■ **Given exercise**
Reproduce the lines below verbatim, beginning at the line that contains "[indicate] the short" and stopping after the line that contains "(1170, 478)". Leave the pictures out.

■ **The input**
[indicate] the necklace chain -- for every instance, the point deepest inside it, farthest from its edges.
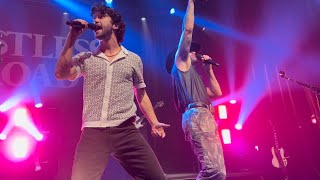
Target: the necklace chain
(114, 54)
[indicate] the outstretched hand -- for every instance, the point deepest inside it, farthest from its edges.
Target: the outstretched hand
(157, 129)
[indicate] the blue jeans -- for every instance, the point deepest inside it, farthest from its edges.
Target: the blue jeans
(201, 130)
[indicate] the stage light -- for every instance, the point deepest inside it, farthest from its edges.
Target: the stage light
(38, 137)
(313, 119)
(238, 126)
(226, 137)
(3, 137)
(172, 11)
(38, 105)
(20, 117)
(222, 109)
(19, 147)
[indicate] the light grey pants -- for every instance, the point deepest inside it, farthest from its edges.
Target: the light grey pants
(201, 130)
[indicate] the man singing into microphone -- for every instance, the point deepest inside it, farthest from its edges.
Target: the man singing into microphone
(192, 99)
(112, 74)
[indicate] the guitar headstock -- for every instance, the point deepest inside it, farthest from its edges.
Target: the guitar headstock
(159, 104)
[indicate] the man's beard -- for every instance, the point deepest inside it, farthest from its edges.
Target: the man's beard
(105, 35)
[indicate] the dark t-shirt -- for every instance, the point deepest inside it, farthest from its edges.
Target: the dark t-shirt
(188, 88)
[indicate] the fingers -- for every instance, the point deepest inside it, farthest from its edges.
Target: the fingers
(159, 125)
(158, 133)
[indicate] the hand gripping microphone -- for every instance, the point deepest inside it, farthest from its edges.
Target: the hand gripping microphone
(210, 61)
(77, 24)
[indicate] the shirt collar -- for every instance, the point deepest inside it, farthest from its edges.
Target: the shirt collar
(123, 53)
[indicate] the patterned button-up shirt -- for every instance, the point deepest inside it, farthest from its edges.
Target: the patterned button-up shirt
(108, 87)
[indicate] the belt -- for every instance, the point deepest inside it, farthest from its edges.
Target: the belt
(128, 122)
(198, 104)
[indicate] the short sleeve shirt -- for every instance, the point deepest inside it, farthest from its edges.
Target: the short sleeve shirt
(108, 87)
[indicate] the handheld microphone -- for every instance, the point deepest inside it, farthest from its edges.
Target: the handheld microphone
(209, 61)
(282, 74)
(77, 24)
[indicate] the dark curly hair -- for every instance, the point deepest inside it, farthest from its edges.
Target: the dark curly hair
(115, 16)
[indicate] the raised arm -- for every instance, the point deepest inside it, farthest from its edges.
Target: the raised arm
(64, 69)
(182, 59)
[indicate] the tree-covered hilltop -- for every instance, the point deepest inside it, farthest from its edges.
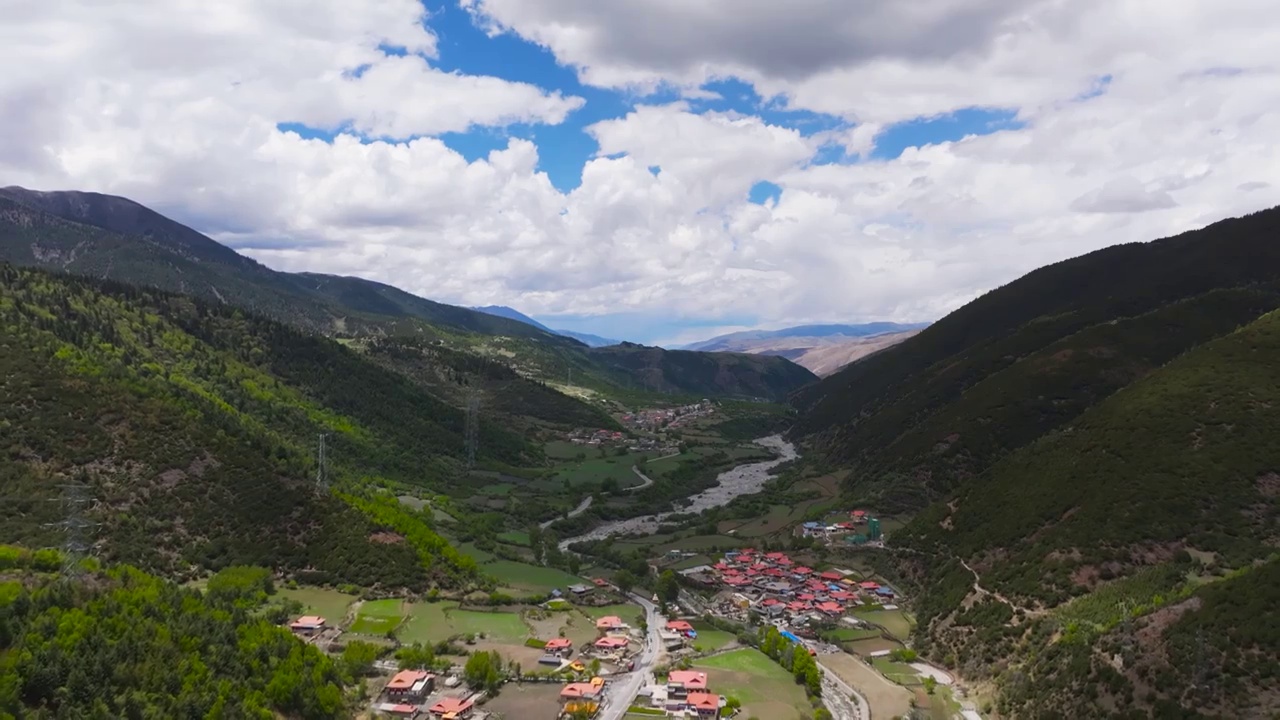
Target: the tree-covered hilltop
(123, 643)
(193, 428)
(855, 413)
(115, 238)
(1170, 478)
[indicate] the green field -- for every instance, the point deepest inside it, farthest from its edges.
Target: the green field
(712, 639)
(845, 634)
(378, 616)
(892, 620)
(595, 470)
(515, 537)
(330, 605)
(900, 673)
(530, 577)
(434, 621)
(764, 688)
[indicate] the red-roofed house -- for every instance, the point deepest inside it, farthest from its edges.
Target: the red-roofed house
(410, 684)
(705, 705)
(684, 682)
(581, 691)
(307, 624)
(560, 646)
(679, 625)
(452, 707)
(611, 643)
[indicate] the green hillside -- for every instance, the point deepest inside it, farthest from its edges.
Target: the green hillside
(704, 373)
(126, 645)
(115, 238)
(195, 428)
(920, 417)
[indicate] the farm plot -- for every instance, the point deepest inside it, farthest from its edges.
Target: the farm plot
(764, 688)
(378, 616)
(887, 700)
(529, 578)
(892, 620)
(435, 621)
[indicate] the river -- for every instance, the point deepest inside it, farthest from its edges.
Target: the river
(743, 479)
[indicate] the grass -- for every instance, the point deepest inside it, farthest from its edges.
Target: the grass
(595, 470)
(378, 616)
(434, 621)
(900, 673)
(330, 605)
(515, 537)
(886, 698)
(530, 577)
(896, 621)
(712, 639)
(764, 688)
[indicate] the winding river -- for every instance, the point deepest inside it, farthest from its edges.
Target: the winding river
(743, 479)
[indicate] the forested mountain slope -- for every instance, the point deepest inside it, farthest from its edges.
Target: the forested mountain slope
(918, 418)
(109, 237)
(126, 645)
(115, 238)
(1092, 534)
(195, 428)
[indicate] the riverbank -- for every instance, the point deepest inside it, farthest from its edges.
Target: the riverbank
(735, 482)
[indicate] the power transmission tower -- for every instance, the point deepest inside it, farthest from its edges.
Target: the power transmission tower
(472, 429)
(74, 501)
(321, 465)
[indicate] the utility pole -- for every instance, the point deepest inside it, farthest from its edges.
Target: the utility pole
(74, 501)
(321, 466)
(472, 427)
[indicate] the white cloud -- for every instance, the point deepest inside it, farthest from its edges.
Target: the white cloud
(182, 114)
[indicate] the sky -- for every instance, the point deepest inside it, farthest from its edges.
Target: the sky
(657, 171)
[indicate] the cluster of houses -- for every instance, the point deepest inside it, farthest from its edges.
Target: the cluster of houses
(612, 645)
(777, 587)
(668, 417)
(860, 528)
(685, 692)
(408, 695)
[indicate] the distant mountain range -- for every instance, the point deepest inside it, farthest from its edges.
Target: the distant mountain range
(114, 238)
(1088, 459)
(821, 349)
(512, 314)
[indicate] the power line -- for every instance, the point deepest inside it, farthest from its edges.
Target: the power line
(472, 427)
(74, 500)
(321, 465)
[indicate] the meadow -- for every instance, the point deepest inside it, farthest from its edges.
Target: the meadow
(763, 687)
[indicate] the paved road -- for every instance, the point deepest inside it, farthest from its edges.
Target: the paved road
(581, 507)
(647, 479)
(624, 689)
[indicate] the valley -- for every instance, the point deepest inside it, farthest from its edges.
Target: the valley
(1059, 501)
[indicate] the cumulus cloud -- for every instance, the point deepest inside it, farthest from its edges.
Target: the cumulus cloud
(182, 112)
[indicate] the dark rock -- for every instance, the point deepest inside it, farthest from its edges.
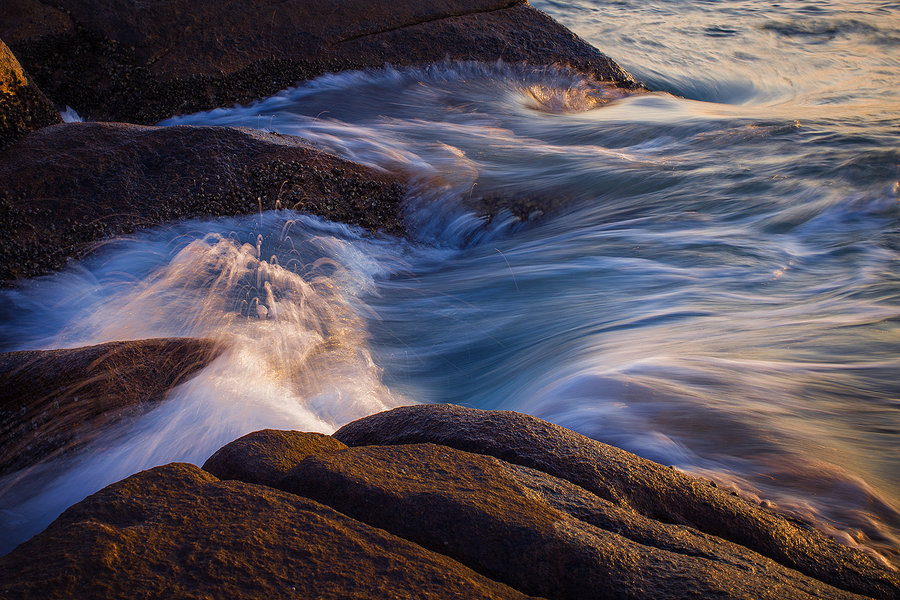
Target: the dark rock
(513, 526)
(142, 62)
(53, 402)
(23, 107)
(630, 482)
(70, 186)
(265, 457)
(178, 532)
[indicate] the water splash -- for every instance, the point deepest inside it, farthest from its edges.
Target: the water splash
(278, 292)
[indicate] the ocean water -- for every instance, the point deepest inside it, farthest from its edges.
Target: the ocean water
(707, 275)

■ **Expected answer**
[indicate] the short sleeve shirt -- for every instance, the point deepest inside it, farthest from its edges.
Target: the short sleeve shirt
(108, 87)
[indicate] the handheld microphone -- for every instance, the point deepest inside it, farthest from its edges.
Target: the handheld microphone
(209, 61)
(282, 74)
(77, 24)
[indicate] the dark curly hair -- for every instance, the point deepest inside it, farthest from its edges.
Target: the dark curly hair
(115, 16)
[indicate] the raised arm -- for every instance, the point deepest inside it, farthest from its edges.
Target: the raised arm
(64, 69)
(182, 59)
[indicate] the tree-covered hilltop -- for every instance, the point deepest inside it, farthest from its edges.
Target: the tree-covered hilltop
(123, 643)
(193, 428)
(855, 413)
(115, 238)
(1170, 478)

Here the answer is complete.